- [Problem statement]
Can you copy all of the material below line for line, with no changes?

#### Stored data

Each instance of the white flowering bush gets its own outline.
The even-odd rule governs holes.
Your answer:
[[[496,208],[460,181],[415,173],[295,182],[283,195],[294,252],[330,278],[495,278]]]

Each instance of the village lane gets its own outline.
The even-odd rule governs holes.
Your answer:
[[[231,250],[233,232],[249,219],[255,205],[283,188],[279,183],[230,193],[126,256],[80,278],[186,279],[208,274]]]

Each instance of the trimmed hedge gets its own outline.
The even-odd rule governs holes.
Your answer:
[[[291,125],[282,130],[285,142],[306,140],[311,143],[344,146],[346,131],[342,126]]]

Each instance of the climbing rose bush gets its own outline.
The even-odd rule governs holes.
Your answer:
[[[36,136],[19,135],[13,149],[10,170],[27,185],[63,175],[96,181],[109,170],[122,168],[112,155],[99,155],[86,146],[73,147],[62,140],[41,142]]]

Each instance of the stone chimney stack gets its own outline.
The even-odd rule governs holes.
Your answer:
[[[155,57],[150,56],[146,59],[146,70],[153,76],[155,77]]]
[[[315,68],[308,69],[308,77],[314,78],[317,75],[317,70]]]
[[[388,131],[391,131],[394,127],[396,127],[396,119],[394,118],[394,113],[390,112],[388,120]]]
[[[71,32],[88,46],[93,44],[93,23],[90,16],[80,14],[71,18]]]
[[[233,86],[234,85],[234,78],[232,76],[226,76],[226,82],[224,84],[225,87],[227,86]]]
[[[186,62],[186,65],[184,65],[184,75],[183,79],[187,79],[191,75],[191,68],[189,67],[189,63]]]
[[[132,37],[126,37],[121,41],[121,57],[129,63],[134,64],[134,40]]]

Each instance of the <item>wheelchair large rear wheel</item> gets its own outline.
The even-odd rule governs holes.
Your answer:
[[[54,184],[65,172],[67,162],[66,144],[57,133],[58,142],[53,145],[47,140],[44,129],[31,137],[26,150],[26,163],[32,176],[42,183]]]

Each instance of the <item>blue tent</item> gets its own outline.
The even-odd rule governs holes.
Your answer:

########

- [Exercise response]
Each instance of the white flowering bush gets its own outline.
The even-odd rule governs holes.
Your answer:
[[[496,208],[460,181],[415,173],[295,182],[283,195],[294,252],[330,278],[495,278]]]

Each instance of the village lane gets its own outline.
The even-odd rule governs holes.
Your answer:
[[[231,250],[233,232],[249,219],[255,205],[283,188],[279,183],[230,193],[126,256],[80,278],[186,279],[208,274]]]

Each instance of the trimmed hedge gets its own outline.
The even-odd rule governs holes.
Your answer:
[[[291,125],[282,130],[285,142],[306,140],[311,143],[344,146],[346,131],[342,126]]]

Each instance of the climbing rose bush gets its own outline.
The even-odd rule governs holes.
Your answer:
[[[36,136],[19,135],[13,149],[10,170],[27,185],[63,175],[96,181],[109,170],[122,168],[112,155],[99,155],[86,146],[73,147],[62,140],[41,142]]]

Each instance of the stone chimney stack gets its own outline.
The even-odd rule governs holes.
Your answer:
[[[155,57],[150,56],[146,59],[146,70],[153,76],[155,77]]]
[[[315,68],[308,69],[308,77],[314,78],[317,75],[317,70]]]
[[[388,131],[391,131],[394,127],[396,127],[396,119],[394,118],[394,113],[390,112],[388,120]]]
[[[71,32],[88,46],[93,44],[93,23],[90,16],[80,14],[71,18]]]
[[[233,86],[234,85],[234,78],[232,76],[226,76],[226,82],[224,84],[225,87],[227,86]]]
[[[186,62],[186,65],[184,65],[184,75],[183,79],[187,79],[191,75],[191,68],[189,67],[189,63]]]
[[[132,37],[126,37],[121,41],[121,57],[129,63],[134,64],[134,40]]]

Each instance of the <item>wheelchair large rear wheel</item> gets its own outline.
The even-odd rule governs holes.
Your answer:
[[[54,184],[65,172],[67,162],[66,144],[57,133],[58,142],[53,145],[47,140],[44,129],[31,137],[26,150],[26,163],[32,176],[42,183]]]

Each instance of the <item>blue tent</item> gets its own outline.
The even-odd rule governs holes.
Your answer:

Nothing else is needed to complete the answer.